Copy the stretch of the listing from the line containing "the railcar roof" through the line containing "[(587, 242)]", swapping "white countertop" for "gray countertop" and leaving everything else unchanged.

**GIVEN RECORDS**
◇ ◇ ◇ ◇ ◇
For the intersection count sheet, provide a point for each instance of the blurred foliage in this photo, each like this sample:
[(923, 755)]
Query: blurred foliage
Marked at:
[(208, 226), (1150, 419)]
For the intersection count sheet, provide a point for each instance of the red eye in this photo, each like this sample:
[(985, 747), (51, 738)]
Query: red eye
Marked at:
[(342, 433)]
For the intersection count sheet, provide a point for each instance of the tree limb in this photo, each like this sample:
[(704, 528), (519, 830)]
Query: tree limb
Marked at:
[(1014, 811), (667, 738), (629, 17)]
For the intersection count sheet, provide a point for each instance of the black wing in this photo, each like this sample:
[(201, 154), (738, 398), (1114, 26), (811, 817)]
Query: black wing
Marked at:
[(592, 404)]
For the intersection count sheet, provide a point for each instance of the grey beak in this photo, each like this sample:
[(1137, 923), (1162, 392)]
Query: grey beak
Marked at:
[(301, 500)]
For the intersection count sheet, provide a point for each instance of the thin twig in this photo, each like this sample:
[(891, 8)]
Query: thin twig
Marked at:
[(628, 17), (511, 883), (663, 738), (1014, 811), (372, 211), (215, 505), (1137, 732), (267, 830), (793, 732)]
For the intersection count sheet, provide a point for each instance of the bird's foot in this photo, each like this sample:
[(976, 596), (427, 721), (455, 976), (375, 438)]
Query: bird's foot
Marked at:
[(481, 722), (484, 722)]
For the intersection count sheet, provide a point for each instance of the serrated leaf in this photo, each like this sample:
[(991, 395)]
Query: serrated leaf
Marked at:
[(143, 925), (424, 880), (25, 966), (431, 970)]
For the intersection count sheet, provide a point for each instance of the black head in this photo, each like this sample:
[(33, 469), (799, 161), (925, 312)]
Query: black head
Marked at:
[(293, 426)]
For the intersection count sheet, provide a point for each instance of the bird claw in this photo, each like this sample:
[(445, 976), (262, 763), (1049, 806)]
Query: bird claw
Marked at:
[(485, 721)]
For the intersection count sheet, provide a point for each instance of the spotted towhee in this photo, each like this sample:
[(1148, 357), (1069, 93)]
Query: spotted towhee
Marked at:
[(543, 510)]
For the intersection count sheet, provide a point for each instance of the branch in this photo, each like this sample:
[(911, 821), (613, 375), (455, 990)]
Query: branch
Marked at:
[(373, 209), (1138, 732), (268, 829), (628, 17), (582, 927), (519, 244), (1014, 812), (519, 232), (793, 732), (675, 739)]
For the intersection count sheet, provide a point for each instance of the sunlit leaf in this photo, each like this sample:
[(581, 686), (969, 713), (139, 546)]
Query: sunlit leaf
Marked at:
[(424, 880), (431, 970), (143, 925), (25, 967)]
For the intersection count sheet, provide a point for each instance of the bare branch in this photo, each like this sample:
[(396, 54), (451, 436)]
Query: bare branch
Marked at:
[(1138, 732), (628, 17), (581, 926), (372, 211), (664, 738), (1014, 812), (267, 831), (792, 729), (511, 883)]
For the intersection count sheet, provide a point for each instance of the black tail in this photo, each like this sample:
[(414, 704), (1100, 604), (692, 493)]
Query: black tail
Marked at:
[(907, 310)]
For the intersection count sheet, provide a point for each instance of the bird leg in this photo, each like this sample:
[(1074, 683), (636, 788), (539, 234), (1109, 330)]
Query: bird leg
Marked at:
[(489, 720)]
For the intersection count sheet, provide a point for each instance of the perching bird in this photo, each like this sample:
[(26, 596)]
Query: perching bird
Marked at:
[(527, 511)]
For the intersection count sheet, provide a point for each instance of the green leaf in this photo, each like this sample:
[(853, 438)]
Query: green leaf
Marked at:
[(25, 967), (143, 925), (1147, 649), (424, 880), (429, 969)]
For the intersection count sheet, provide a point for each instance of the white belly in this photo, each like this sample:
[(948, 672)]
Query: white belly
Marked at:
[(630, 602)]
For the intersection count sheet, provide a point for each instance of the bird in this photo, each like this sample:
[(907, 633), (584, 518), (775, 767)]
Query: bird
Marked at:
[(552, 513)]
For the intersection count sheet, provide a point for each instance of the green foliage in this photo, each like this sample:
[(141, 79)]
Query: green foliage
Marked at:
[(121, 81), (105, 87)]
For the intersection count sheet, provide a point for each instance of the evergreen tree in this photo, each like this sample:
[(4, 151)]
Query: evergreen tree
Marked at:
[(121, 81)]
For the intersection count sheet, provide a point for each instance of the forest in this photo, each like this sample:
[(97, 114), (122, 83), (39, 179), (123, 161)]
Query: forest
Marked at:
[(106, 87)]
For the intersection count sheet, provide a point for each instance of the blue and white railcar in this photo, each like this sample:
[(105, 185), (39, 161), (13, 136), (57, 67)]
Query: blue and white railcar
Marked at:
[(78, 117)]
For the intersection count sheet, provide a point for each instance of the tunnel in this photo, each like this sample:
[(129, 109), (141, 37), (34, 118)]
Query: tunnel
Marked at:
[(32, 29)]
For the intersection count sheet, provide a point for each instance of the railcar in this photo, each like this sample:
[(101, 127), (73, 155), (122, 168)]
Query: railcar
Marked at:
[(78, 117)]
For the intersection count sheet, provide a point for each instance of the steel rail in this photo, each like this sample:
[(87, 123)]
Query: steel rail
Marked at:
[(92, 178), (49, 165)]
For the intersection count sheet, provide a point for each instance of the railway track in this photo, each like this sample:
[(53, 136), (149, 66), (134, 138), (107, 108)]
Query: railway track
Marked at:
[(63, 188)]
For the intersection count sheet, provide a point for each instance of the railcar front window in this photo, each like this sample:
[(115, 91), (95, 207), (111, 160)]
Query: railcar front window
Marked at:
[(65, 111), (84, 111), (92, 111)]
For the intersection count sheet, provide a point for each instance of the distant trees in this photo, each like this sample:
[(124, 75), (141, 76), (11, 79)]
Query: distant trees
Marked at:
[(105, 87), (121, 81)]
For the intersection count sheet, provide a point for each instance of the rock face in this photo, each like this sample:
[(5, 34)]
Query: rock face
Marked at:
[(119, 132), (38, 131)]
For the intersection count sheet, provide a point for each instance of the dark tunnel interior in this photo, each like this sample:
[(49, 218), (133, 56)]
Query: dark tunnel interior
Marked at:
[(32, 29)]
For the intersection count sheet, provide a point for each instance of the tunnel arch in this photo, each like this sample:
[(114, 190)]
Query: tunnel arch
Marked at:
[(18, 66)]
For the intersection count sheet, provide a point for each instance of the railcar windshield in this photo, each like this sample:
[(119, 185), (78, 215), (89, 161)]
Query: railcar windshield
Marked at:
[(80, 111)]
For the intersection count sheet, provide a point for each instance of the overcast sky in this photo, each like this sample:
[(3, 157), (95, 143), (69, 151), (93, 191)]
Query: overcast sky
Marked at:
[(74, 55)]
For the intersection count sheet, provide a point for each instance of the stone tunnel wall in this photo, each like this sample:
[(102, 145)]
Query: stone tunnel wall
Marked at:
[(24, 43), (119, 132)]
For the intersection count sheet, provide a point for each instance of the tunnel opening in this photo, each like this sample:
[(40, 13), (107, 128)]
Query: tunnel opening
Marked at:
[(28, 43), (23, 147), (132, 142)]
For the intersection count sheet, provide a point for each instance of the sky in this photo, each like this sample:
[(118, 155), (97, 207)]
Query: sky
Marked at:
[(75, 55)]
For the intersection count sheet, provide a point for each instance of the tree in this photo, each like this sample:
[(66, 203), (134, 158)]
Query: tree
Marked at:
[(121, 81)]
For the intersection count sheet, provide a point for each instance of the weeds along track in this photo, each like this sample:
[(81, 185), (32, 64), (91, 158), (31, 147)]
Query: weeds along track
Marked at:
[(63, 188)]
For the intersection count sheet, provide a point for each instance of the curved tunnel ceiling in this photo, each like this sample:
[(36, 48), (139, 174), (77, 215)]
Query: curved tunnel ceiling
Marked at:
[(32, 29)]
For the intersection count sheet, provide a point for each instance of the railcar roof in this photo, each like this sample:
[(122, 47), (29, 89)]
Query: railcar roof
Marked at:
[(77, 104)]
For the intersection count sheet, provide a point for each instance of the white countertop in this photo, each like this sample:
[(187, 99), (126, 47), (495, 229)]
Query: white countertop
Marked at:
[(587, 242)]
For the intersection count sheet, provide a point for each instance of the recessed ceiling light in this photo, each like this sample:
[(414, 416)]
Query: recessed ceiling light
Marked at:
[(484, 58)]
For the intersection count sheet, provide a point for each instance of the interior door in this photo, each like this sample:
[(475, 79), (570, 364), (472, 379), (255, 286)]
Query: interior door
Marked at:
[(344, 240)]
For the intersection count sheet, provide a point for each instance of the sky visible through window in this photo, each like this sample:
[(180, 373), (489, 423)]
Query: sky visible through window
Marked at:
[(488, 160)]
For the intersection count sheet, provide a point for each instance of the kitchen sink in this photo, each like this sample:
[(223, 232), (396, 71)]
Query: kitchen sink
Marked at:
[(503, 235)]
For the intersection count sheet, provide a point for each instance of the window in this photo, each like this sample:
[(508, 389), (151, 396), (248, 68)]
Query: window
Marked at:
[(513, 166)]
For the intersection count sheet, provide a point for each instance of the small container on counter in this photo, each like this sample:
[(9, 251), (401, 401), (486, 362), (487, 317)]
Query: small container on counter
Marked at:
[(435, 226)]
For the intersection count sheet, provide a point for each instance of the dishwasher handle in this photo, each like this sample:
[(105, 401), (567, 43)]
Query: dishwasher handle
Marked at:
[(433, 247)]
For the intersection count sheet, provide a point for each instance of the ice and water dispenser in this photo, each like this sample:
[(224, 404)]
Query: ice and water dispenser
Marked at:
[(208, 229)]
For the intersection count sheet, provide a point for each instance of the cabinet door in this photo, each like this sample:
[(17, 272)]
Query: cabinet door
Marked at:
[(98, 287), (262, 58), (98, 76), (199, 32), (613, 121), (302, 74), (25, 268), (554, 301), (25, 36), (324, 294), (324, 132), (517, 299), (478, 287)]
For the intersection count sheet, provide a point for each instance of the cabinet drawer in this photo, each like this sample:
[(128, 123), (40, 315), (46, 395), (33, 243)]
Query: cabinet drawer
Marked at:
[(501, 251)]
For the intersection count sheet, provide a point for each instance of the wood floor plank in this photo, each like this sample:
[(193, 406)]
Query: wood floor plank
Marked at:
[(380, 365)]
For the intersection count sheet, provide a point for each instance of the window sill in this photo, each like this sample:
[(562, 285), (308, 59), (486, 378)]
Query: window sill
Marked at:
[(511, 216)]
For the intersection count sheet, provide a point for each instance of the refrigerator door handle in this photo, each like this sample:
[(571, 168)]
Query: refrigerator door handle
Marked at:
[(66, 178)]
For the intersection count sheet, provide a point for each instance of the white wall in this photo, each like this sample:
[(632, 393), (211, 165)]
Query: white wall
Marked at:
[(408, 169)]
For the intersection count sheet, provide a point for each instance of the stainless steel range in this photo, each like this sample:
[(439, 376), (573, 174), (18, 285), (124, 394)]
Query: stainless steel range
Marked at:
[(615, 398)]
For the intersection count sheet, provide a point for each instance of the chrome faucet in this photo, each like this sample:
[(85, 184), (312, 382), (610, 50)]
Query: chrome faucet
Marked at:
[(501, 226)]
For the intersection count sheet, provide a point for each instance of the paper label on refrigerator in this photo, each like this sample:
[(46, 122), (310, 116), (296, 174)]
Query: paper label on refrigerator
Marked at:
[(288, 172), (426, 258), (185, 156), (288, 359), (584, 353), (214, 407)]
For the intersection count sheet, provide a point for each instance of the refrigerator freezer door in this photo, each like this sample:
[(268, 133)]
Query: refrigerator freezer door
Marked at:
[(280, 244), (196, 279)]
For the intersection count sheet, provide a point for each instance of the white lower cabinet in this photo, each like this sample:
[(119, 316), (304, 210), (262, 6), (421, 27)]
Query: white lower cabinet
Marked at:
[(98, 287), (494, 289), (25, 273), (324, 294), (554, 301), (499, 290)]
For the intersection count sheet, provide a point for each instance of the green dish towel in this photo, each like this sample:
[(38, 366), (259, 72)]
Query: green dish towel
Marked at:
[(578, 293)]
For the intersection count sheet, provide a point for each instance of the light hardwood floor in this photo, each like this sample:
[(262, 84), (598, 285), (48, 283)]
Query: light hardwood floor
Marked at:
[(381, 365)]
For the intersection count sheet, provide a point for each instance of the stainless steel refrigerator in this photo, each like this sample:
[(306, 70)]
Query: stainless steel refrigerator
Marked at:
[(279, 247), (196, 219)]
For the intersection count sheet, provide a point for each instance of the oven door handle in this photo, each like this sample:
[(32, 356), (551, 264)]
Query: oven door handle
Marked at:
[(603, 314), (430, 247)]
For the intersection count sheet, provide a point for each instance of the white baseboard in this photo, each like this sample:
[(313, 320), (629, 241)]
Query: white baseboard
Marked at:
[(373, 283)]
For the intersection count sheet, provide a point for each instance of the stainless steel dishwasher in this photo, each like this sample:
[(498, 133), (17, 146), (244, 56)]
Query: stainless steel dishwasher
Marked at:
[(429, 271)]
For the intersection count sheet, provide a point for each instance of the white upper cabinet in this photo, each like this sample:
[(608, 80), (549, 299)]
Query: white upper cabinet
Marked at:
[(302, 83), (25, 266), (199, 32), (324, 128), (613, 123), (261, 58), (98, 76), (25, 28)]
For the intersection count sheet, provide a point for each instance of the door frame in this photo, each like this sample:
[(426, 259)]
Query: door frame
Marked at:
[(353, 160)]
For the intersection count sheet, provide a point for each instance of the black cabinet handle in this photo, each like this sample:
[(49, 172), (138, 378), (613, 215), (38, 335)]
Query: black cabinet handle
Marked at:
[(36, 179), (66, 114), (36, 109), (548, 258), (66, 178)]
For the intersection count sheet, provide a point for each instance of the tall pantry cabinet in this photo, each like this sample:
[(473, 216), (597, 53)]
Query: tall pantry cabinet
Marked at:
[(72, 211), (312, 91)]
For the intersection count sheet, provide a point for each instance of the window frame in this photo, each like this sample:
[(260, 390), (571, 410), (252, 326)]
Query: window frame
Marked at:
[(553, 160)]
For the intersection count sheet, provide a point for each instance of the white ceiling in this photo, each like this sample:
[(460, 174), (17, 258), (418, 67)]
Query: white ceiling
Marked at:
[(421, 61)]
◇ ◇ ◇ ◇ ◇
**RESULT**
For the intersection count sheet, provide a point for each instance of the railcar roof in this photo, each like this sample:
[(122, 47), (29, 89)]
Query: railcar roof
Marked at:
[(77, 104)]
For the intersection count sheet, provide a point for each instance of the gray countertop in this photo, each like this sample:
[(187, 99), (126, 47), (495, 229)]
Query: gray countertop
Marked at:
[(587, 242)]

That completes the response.